(Object position label entries)
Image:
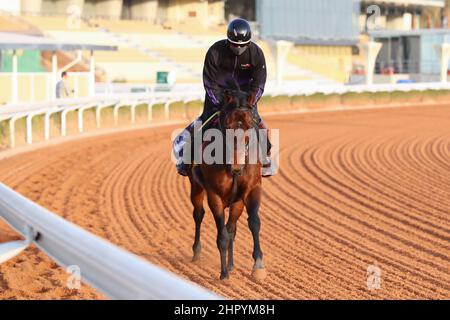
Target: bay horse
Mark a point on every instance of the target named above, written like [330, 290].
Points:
[229, 185]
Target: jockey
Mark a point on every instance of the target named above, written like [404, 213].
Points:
[238, 58]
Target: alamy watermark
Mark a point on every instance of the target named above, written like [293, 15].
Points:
[373, 277]
[231, 146]
[74, 279]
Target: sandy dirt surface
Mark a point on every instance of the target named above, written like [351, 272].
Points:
[356, 189]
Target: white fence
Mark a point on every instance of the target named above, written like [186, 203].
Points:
[111, 270]
[13, 112]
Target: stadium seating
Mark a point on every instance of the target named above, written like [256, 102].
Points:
[145, 48]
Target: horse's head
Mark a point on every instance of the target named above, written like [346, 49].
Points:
[237, 118]
[237, 112]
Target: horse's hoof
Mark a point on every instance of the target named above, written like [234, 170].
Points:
[259, 274]
[224, 275]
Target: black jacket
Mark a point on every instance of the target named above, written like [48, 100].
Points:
[221, 64]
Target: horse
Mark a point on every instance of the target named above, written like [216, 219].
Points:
[229, 185]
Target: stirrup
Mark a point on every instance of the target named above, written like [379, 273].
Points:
[267, 168]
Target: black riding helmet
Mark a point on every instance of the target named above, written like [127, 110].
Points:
[239, 35]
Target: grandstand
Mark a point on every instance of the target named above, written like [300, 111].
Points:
[151, 39]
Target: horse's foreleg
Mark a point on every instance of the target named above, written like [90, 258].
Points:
[197, 195]
[254, 223]
[217, 208]
[235, 212]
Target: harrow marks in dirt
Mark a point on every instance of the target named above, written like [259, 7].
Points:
[356, 189]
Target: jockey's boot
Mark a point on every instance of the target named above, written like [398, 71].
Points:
[267, 170]
[182, 169]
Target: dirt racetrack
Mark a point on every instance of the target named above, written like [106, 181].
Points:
[356, 188]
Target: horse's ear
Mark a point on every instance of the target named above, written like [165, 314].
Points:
[227, 98]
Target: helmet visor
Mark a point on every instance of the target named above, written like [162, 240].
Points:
[238, 49]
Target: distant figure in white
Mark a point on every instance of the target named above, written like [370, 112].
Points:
[62, 87]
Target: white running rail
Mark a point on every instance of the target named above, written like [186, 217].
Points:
[113, 271]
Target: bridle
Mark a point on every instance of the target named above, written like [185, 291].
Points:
[223, 128]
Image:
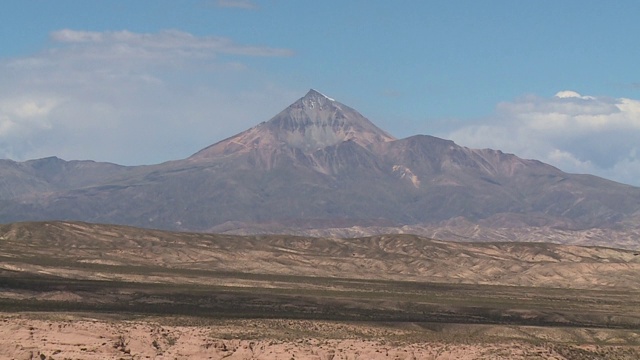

| Direction |
Collect every line of the material above that contains the string "black", treating case as significant.

| Solution to the problem |
Target: black jacket
Target: black riding helmet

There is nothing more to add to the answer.